# Task objective:
Pull out every line of the listing that contains the word "white" and copy each one.

Saved data entries
[Start]
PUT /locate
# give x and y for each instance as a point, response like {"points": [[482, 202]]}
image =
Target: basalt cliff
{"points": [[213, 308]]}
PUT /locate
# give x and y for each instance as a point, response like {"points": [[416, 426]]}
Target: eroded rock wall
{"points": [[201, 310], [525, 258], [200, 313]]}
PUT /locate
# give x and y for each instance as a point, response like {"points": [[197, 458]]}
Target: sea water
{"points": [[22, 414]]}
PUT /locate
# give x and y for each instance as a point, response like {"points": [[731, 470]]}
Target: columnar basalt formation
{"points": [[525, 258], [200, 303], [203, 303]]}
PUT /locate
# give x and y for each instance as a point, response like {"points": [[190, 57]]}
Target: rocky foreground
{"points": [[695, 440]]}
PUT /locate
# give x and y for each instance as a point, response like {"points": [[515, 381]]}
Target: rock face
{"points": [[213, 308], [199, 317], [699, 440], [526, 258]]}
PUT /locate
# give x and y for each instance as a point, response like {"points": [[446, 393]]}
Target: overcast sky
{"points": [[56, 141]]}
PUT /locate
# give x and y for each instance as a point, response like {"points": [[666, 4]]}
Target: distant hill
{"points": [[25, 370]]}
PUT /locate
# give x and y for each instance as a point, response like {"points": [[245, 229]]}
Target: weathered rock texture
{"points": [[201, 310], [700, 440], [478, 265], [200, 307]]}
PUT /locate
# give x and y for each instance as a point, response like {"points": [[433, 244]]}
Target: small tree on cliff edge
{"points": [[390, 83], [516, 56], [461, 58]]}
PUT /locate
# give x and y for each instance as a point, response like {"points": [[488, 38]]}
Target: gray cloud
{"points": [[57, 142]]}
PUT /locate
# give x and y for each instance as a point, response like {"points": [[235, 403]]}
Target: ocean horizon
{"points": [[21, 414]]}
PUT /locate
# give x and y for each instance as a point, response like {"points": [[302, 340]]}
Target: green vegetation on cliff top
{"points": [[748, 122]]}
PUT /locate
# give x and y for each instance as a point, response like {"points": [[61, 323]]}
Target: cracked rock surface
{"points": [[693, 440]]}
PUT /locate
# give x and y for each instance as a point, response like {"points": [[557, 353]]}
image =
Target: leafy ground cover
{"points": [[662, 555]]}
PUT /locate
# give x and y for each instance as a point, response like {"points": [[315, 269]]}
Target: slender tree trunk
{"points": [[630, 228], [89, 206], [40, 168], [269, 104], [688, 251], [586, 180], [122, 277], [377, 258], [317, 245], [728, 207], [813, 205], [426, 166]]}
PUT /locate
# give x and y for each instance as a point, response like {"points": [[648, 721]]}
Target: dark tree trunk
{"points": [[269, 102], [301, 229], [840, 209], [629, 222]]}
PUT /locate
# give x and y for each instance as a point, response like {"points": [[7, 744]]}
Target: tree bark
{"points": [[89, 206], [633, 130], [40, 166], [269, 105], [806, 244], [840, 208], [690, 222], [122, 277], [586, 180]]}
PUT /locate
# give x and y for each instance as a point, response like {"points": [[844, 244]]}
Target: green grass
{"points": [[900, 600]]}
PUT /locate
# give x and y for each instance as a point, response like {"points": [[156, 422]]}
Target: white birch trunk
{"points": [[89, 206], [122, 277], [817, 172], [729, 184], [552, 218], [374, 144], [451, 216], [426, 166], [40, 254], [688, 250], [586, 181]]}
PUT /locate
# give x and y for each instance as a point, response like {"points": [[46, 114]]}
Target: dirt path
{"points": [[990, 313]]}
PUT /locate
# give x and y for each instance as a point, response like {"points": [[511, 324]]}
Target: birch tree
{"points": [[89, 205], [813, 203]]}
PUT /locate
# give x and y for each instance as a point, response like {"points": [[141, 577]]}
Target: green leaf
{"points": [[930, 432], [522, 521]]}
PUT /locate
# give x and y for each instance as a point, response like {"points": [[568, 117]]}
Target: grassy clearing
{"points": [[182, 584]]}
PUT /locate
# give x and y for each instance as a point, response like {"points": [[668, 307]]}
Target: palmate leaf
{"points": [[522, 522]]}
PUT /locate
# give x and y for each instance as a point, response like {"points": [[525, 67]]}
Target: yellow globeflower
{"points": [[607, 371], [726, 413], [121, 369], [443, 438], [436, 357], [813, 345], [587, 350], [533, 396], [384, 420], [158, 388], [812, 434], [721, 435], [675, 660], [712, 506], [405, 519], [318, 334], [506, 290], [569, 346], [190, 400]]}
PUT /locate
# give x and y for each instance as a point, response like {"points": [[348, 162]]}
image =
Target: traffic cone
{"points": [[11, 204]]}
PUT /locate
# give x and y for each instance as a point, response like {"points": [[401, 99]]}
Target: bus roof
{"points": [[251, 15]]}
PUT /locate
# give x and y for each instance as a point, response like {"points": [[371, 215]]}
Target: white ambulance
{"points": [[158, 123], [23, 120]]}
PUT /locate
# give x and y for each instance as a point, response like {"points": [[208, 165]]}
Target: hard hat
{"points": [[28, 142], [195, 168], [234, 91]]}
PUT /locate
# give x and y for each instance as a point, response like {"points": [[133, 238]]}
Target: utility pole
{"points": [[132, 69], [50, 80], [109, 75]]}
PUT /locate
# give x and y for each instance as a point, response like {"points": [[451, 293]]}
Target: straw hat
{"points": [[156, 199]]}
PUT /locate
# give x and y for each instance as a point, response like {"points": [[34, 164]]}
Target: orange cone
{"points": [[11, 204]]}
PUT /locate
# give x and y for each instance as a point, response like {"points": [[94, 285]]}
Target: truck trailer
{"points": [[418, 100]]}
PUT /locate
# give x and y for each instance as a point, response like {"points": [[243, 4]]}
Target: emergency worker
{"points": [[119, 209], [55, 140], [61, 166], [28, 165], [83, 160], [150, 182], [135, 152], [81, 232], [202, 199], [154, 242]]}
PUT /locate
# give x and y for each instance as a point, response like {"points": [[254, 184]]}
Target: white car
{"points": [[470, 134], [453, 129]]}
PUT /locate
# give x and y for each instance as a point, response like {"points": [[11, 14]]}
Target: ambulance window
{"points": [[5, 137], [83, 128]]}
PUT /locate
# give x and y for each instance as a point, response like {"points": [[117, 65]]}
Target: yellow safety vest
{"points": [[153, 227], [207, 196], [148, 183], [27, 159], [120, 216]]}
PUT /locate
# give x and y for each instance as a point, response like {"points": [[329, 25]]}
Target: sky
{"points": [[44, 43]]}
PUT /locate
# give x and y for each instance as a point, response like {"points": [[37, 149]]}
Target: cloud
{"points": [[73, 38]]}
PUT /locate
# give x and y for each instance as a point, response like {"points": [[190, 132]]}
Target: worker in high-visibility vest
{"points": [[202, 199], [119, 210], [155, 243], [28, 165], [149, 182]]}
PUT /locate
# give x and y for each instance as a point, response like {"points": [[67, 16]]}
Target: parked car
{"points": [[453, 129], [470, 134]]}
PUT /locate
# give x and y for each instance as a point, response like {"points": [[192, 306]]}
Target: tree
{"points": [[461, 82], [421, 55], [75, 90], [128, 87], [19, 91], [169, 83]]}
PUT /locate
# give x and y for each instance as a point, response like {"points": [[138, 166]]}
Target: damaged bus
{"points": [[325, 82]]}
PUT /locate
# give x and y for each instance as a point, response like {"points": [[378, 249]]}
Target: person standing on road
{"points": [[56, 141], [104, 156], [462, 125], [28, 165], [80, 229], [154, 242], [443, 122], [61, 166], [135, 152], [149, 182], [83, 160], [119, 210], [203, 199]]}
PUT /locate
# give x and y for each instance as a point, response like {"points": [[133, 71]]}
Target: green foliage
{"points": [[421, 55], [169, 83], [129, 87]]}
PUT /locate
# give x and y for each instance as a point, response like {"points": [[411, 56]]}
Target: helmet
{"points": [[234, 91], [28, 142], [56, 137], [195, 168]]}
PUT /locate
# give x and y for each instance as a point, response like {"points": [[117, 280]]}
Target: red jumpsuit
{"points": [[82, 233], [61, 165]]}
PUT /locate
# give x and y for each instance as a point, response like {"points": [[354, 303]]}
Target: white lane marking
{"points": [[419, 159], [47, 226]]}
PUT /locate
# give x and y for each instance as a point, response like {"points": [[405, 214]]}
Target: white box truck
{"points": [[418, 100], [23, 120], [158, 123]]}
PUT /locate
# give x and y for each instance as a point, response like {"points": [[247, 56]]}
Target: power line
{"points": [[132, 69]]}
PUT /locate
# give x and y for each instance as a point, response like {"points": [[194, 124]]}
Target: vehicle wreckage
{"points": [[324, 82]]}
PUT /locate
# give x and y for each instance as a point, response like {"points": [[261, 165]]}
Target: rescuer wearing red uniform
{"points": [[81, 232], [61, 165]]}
[End]
# Solution for this task:
Target: white birch trunk
Target: white ambulance
Target: white car
Target: white lane marking
Target: white box truck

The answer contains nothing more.